Exercise input:
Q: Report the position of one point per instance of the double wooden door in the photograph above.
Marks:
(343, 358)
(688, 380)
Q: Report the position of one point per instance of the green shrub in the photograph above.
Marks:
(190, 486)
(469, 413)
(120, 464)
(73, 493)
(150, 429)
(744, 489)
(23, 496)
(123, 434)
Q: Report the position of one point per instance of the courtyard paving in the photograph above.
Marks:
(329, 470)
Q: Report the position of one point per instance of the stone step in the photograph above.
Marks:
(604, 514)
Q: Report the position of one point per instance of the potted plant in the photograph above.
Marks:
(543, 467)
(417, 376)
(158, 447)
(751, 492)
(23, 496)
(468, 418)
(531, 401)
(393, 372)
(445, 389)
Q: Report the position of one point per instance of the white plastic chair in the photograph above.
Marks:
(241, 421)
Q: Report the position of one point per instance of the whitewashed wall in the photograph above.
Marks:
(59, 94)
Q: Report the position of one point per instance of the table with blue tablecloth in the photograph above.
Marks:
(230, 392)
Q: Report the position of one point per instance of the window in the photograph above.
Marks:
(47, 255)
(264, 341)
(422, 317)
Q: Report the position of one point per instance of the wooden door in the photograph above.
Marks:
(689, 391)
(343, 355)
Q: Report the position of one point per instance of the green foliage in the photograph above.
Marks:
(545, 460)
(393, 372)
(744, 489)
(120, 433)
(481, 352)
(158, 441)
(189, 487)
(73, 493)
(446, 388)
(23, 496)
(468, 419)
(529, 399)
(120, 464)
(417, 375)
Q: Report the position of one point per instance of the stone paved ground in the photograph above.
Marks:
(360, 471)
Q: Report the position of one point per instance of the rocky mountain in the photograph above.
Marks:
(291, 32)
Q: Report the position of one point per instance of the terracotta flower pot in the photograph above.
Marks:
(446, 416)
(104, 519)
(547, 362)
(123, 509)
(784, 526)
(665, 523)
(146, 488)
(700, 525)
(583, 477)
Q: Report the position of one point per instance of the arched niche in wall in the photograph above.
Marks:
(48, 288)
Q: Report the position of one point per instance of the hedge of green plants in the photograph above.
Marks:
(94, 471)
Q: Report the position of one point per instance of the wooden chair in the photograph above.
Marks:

Work task:
Give back every line of the data exactly.

Response to this exercise:
Q: Report the position of one point per instance of the double wooden door in the photograph above.
Marks:
(343, 358)
(688, 380)
Q: Report the position of one point per instance of the green shrub in the photograph above.
Marks:
(190, 486)
(469, 413)
(120, 464)
(73, 493)
(150, 429)
(744, 489)
(23, 496)
(123, 434)
Q: Report the position of one point per instance of the courtyard paving in the photograph above.
Marks:
(329, 470)
Q: Report the position of one point per instance of the stone step in the photograph above.
Marks:
(604, 514)
Q: Report the position of one point per instance of the potted plant in the photograph above.
Marks:
(543, 467)
(417, 376)
(158, 447)
(751, 492)
(23, 496)
(468, 418)
(531, 401)
(393, 372)
(445, 389)
Q: Report the position of one point per instance of the white plastic chair in the photograph above.
Marks:
(241, 421)
Q: Report the position of one point per instance of the whitewashed wall in the photograph above.
Marks:
(59, 94)
Q: Report the position of one point per instance of the table with blue tablecloth in the photograph above.
Marks:
(230, 392)
Q: Report the position of one point per instance of the window in the photograph above.
Marks:
(47, 255)
(264, 341)
(422, 317)
Q: Report the position of one point per instance of the wooden door in the photograph above.
Marks:
(689, 391)
(343, 355)
Q: Report the position of one point per instance of the green foliage in the photograph above.
Marks:
(545, 460)
(393, 372)
(744, 489)
(120, 433)
(481, 352)
(158, 441)
(189, 487)
(73, 493)
(446, 388)
(23, 496)
(468, 419)
(529, 399)
(120, 464)
(417, 375)
Q: Report the position of one point per instance of the stone paved ground in the photograph above.
Marks:
(360, 471)
Q: Report the position of one point per instance of the rocky mountain in the photograph above.
Marks:
(291, 32)
Q: Report the position of one point per instance of the terracotta flower pot in the photograph above.
Marks:
(446, 416)
(104, 519)
(547, 362)
(123, 509)
(784, 526)
(665, 523)
(146, 488)
(700, 525)
(583, 477)
Q: Report the position of one point per instance of the arched niche in wall in the photograph above.
Marks:
(48, 288)
Q: Report the position of one point per instance of the hedge of green plants in the photograph above.
Marks:
(94, 471)
Q: Report the position of one point per instance of the wooden chair in the photograph above.
Marks:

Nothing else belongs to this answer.